Instructions to follow >>
Will you print every item below word for word, with nothing changed, added, or left out?
* * * * *
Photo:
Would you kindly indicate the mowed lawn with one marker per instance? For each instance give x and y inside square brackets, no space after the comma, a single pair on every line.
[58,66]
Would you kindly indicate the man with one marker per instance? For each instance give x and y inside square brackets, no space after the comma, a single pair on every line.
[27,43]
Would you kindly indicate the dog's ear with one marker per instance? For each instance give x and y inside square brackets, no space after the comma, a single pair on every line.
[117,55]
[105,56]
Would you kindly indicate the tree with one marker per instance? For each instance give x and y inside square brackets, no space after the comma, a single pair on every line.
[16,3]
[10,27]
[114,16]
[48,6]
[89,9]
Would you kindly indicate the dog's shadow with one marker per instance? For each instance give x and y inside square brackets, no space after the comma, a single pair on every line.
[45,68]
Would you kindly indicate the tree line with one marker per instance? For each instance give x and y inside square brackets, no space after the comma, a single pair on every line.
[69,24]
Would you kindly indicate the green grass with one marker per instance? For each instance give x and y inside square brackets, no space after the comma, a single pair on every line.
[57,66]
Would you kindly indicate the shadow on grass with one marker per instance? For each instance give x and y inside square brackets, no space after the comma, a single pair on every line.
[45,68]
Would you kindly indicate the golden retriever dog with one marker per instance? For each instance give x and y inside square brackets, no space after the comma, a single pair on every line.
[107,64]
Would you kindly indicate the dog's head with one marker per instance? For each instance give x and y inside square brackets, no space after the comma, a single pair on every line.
* * * * *
Final result >>
Photo:
Would you kindly indicate the mowed lawn with one marker per instance? For each instance give x and y inside square brackets, no space after the comma, a single pair on every line.
[58,66]
Would you kindly indicate the man with one marker per instance? For each instance give x and y inside square brackets, no space after the comma, a single pair on every line.
[27,43]
Would you kindly indicate the dog's ear with one marker per instance? For each instance give x and y inside square brackets, no space after the comma, a single pair on every line.
[117,55]
[105,56]
Would you kindly indicate the tree with one marker per instance? For each instance give x and y inside square brackets, no space after the comma, a single pair on every line.
[16,3]
[10,27]
[114,16]
[48,6]
[89,9]
Would you kindly indicate the dog's shadow with one marker per instance? For each instance give x and y inside square brackets, no space after the comma, a single pair on every line.
[45,68]
Would you kindly indicate the tree line with one marker per instance? For each instance give x and y inside square brackets, no space after the comma, a single pair on every line.
[69,24]
Would you kindly indicate the green grass with one marker per instance? For each instance give x and y inside square brackets, no space after the comma, a single pair on every line.
[57,66]
Would you kindly indicate the shadow on grass with one marker per instance? For each instance give x and y inside square brackets, no space after the comma, a single pair on every line.
[45,68]
Would you kindly indicate the golden retriever dog with one marker per instance? For each instance give x and y inside square brackets, no space after the comma, a single pair on every line.
[107,64]
Would you kindly indicate the dog's head with one marker per instance? For each instance give x and y inside square brackets, no space after the comma, a single pair on every line.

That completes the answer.